# YOUR TASK
The response must consist of the lines below from the one with "Note: point at the wooden" through the one with "Note: point at the pond", exactly as they appear and with both ends kept.

[Dataset excerpts]
⟨

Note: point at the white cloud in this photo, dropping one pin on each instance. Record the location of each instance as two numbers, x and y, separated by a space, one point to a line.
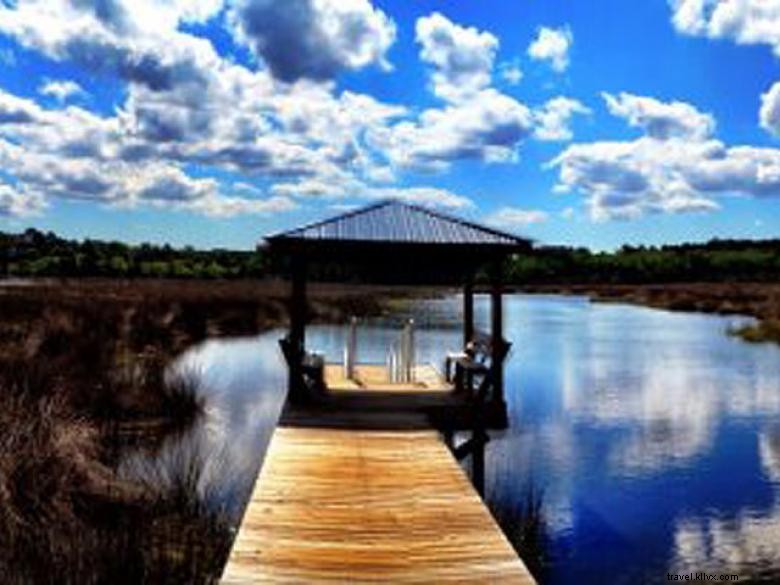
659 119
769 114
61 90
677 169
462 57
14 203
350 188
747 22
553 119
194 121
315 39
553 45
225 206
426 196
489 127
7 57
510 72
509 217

⟩
⟨

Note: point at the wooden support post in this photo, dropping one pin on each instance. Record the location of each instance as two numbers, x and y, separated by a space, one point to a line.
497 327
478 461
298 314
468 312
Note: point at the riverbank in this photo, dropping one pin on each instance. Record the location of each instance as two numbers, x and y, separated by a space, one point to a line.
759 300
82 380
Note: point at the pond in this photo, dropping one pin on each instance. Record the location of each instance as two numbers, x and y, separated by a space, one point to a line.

⟩

# RESULT OF THIS EXERCISE
Note: point at the wooden support post in this photo, dropping one pin on each instance. Record the location of each instance as two numbers, x and y, separated by a space, one point to a line.
497 327
478 461
298 314
468 312
Note: point at the riverbank in this photo, dropping one pin on each instance. Record the location of each instance as two numbers, x and y, separated by a space, one point to a line.
759 300
82 380
Note: point at the pond in this photo, dropping one pin on each instance. Record the location of each instance as two numbers, x and y, separated by a space, one point to a line.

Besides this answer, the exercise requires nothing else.